* _DO THIS_
Print everything in the listing below from the line containing "of the feathery" down to the line containing "[(1055, 760)]", keeping every character unchanged.

* _EXERCISE INPUTS_
=-=-=-=-=
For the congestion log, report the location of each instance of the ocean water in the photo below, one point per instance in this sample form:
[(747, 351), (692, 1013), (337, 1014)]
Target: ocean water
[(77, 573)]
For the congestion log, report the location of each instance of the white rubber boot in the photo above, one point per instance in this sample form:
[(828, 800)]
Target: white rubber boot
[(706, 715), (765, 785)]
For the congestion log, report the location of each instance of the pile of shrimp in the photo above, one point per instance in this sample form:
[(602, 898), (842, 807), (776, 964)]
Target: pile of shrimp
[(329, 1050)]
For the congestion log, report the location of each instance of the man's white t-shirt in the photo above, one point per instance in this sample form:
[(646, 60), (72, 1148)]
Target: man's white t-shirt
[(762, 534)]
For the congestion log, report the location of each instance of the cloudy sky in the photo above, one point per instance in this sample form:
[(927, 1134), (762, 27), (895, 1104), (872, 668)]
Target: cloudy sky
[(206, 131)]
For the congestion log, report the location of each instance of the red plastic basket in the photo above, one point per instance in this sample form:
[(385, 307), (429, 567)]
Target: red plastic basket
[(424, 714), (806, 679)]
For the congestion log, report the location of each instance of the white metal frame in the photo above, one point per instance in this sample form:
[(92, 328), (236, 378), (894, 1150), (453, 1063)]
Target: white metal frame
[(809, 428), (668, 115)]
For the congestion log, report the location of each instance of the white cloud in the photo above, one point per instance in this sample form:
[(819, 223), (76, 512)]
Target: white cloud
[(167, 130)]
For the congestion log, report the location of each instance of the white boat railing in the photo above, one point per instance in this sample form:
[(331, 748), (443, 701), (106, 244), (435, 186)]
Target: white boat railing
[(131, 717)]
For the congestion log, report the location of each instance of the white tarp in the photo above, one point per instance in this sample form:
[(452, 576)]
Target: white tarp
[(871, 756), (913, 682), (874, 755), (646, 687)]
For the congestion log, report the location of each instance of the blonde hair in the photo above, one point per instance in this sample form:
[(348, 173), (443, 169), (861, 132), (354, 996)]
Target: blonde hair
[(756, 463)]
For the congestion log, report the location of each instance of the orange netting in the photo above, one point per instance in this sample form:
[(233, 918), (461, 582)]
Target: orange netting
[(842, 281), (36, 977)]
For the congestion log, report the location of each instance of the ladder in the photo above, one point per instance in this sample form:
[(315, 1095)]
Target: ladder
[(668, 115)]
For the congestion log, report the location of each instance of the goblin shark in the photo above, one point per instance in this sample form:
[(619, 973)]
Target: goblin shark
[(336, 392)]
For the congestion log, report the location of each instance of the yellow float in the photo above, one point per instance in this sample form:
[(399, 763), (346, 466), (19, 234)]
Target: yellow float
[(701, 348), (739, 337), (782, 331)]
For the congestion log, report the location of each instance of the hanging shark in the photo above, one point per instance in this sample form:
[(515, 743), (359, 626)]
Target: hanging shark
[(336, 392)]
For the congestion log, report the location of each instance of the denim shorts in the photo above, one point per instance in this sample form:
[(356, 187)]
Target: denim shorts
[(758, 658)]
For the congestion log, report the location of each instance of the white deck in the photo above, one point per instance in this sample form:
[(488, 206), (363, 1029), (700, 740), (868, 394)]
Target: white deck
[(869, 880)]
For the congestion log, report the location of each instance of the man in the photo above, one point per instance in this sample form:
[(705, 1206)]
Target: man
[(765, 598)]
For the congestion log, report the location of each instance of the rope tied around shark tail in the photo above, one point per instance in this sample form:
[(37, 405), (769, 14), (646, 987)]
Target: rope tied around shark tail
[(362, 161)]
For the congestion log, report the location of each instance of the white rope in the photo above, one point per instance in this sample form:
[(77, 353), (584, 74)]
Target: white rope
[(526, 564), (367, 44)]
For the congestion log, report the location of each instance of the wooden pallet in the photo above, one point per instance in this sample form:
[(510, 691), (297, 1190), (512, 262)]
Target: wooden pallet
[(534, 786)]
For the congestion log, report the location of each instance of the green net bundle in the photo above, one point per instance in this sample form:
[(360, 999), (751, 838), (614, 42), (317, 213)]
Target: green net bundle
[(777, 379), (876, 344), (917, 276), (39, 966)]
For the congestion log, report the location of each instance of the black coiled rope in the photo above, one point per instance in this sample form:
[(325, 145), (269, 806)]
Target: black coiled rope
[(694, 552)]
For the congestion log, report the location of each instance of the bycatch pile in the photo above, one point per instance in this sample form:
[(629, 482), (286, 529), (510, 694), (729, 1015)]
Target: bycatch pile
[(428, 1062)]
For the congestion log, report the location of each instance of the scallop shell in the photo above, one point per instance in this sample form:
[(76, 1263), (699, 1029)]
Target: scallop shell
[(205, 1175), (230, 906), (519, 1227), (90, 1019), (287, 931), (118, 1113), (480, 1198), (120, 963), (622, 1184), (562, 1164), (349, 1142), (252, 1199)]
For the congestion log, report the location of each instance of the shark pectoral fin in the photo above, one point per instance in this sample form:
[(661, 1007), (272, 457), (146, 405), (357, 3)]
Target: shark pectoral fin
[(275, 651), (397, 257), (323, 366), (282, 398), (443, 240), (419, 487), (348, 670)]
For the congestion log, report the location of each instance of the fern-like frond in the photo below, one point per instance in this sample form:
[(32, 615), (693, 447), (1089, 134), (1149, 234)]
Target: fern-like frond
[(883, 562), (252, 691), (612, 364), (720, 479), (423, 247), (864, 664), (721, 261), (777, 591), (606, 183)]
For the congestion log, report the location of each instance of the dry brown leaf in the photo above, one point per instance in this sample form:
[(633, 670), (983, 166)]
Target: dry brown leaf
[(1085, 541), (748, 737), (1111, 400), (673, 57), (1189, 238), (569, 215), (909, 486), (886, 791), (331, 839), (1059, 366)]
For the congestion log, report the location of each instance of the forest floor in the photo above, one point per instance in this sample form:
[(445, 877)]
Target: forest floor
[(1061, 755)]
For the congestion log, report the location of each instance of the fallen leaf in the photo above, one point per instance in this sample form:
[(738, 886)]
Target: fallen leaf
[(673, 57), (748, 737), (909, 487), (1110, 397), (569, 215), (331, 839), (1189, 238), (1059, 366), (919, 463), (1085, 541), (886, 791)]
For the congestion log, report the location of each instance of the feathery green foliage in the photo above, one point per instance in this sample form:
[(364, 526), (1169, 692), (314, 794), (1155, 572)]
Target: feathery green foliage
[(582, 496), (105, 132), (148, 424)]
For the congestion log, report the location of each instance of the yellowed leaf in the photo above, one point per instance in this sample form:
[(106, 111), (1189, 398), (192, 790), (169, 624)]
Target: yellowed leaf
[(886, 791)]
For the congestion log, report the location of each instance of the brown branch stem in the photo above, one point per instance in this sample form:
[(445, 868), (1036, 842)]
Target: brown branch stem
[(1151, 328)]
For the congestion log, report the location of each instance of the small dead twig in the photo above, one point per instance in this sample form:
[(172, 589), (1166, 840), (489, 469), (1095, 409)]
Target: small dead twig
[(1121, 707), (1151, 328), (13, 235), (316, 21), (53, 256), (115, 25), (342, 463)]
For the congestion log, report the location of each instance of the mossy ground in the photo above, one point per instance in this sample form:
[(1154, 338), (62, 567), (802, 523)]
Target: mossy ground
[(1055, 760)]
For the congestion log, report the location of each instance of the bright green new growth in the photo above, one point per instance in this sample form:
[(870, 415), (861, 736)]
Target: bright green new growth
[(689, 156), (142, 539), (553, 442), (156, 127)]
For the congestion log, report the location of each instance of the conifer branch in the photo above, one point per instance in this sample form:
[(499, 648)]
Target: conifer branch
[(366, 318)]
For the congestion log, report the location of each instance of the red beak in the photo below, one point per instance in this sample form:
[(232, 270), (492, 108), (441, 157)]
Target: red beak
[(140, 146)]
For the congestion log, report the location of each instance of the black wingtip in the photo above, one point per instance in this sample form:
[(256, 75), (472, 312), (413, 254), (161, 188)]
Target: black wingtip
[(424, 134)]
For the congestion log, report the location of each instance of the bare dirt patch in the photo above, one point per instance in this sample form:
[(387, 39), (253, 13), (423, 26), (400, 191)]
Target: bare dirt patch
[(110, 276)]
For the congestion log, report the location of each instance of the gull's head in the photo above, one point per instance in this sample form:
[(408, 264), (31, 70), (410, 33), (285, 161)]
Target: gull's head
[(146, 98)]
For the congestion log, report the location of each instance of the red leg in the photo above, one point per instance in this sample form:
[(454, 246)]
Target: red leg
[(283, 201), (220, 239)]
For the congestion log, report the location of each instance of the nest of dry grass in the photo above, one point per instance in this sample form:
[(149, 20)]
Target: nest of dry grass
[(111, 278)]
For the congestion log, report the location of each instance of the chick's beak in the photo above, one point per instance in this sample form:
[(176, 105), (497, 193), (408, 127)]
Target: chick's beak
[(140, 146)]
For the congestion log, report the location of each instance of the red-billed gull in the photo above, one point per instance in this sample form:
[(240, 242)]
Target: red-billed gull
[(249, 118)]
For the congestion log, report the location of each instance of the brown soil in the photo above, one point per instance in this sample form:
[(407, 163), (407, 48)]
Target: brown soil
=-=-=-=-=
* _RESULT OF THE TASK_
For the congestion log, report the location of each instance of the feathery green foliage in the photo above, one point per instance in this sample form:
[(364, 526), (1169, 692), (314, 794), (1155, 572)]
Target: feathery green foliage
[(582, 496), (105, 132), (148, 424)]
For the congestion log, report the location of each instance of the yellowed leaf in the photo above, one point per instance in this sample form:
[(106, 111), (1189, 398), (192, 790), (169, 624)]
Target: yellowed leaf
[(886, 791)]
For the congestion log, report the location of each instance of the brown branch stem in the photo above, one point per instance in this sample form:
[(445, 868), (1036, 842)]
Target: brown branch stem
[(1151, 328)]
For the congestion log, report the location of each instance of the small dead twig in the photo above, one point per instance in this sample form:
[(172, 589), (1166, 840), (489, 469), (1095, 409)]
Target: small dead twig
[(1121, 707), (1151, 328), (13, 235), (316, 21), (53, 256), (115, 25), (342, 463)]
For the congestion log, report the location of each instance of the mossy ground in the photo above, one point per instance in this sample form:
[(1154, 338), (62, 567), (802, 523)]
Target: mossy ground
[(1055, 760)]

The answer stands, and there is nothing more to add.